PROBLEM TO SOLVE:
Scan the entries and copy each line where the word "pointing" is present.

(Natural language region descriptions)
■ ■ ■ ■
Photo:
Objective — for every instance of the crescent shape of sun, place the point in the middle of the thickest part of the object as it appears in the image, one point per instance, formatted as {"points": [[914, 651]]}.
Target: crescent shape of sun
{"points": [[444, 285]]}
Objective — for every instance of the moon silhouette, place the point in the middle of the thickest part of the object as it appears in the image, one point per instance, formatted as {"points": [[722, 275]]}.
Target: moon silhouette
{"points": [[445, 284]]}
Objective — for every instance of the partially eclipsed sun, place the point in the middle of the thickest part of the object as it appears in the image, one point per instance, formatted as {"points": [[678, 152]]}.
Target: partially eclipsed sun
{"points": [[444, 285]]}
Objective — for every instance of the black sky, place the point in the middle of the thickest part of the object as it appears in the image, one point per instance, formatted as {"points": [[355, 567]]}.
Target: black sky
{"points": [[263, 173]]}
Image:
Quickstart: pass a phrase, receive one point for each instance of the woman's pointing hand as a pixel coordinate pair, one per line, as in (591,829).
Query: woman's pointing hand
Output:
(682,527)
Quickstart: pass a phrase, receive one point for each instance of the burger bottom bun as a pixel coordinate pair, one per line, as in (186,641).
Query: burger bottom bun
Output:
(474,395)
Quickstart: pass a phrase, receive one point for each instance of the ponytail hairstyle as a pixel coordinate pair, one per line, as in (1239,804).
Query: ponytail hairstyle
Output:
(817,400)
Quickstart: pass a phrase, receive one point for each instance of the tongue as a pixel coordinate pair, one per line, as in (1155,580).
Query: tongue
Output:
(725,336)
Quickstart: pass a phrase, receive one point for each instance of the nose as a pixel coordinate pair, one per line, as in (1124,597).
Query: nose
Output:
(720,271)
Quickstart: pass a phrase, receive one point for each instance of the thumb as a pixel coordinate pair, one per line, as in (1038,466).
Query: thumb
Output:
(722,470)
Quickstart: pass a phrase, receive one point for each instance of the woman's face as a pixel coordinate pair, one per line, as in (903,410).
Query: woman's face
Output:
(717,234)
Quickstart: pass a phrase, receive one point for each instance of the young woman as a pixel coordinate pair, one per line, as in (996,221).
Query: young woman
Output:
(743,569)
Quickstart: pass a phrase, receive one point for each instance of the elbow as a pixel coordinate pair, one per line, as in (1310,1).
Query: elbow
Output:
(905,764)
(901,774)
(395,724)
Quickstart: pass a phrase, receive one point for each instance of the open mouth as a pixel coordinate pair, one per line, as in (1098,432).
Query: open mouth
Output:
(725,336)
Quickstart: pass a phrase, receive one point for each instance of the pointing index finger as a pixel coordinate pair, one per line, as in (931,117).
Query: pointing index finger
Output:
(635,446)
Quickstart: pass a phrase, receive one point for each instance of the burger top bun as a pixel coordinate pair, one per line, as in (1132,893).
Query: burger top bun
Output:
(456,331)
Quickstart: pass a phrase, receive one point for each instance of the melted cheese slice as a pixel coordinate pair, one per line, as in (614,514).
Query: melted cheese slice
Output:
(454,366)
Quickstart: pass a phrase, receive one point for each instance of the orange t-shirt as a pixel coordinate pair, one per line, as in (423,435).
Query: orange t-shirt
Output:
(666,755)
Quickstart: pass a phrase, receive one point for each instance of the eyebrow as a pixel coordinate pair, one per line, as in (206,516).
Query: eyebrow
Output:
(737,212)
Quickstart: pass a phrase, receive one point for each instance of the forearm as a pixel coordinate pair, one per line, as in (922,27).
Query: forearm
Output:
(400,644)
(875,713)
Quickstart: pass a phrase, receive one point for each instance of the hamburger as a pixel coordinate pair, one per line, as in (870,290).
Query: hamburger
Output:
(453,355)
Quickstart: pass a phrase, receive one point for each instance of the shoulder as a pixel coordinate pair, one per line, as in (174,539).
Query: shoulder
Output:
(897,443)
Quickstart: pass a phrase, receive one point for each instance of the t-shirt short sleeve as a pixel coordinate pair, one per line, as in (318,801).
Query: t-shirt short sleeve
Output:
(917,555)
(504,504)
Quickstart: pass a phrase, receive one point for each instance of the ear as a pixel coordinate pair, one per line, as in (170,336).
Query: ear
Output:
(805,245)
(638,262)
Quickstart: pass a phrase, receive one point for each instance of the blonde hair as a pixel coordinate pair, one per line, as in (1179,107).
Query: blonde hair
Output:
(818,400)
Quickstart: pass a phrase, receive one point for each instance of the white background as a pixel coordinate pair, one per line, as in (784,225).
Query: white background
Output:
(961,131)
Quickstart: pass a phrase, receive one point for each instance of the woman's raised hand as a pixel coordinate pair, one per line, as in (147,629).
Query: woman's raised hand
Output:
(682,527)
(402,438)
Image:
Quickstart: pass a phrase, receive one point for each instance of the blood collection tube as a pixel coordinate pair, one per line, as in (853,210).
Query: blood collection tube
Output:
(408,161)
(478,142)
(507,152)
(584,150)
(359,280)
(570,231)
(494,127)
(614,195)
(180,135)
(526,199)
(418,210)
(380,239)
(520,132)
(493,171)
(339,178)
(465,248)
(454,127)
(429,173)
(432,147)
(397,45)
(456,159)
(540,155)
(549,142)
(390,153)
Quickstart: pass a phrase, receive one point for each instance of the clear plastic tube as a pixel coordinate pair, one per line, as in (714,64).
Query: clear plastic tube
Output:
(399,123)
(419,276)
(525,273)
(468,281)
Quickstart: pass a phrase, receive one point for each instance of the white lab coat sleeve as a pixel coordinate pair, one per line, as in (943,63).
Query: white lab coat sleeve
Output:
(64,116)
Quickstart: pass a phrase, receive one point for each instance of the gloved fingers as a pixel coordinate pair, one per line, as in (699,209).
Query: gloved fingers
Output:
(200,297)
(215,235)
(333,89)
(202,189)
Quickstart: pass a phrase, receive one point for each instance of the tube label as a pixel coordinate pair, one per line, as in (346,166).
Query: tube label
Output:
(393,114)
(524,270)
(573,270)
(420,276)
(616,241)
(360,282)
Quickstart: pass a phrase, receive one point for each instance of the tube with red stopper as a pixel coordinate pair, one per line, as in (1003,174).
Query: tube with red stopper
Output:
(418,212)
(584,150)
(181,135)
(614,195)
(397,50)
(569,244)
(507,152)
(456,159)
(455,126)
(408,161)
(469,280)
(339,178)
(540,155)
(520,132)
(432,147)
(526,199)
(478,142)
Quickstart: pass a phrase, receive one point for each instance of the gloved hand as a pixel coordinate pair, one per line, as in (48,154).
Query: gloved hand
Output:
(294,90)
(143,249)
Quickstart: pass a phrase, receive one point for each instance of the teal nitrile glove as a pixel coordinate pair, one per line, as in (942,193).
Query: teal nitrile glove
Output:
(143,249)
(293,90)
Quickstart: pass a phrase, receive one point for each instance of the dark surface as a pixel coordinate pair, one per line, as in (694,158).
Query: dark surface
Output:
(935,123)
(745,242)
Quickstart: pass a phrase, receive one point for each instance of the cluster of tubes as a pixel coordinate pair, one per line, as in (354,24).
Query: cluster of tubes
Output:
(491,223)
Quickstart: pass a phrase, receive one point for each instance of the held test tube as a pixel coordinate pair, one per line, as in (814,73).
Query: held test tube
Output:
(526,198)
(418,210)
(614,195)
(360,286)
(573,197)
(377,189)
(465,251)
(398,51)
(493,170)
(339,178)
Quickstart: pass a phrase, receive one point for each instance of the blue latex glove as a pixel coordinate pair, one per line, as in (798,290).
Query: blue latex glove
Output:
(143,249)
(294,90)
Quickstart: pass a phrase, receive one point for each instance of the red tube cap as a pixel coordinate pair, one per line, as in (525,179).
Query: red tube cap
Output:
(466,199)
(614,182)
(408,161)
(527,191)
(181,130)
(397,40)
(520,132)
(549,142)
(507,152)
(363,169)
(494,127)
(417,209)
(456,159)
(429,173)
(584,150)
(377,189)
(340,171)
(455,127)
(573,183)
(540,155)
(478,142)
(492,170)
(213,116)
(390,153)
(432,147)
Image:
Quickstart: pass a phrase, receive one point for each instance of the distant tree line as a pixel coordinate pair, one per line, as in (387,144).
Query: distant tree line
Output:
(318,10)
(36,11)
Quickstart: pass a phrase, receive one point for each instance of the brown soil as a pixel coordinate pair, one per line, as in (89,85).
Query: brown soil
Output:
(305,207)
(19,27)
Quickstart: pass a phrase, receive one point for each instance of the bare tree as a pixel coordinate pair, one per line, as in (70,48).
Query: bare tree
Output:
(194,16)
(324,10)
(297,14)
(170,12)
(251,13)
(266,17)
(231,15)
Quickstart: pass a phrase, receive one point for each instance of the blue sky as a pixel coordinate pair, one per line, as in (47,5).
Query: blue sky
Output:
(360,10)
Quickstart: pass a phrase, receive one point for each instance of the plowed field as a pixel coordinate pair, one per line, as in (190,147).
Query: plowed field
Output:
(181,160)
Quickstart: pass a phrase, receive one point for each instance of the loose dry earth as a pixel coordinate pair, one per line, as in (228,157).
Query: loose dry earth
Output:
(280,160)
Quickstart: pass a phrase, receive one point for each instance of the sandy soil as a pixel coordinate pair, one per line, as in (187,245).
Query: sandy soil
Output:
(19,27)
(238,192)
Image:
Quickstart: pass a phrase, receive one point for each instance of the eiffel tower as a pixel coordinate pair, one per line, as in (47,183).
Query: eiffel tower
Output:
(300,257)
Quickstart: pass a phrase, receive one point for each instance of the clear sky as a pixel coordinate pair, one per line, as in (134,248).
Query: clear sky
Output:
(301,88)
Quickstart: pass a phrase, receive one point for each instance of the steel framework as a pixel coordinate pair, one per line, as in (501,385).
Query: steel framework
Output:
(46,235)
■ ■ ■ ■
ANSWER SPACE:
Quickstart: pass a phrase, receive one point for each instance of the woman's pointing hand as a pixel coordinate pair, one per line, as in (591,829).
Query: woman's pointing hand
Quickstart: pass a phrase, receive one point for each instance of the pointing index finger as a pixel coordinate pair, one per line, as in (931,117).
Query: pointing index finger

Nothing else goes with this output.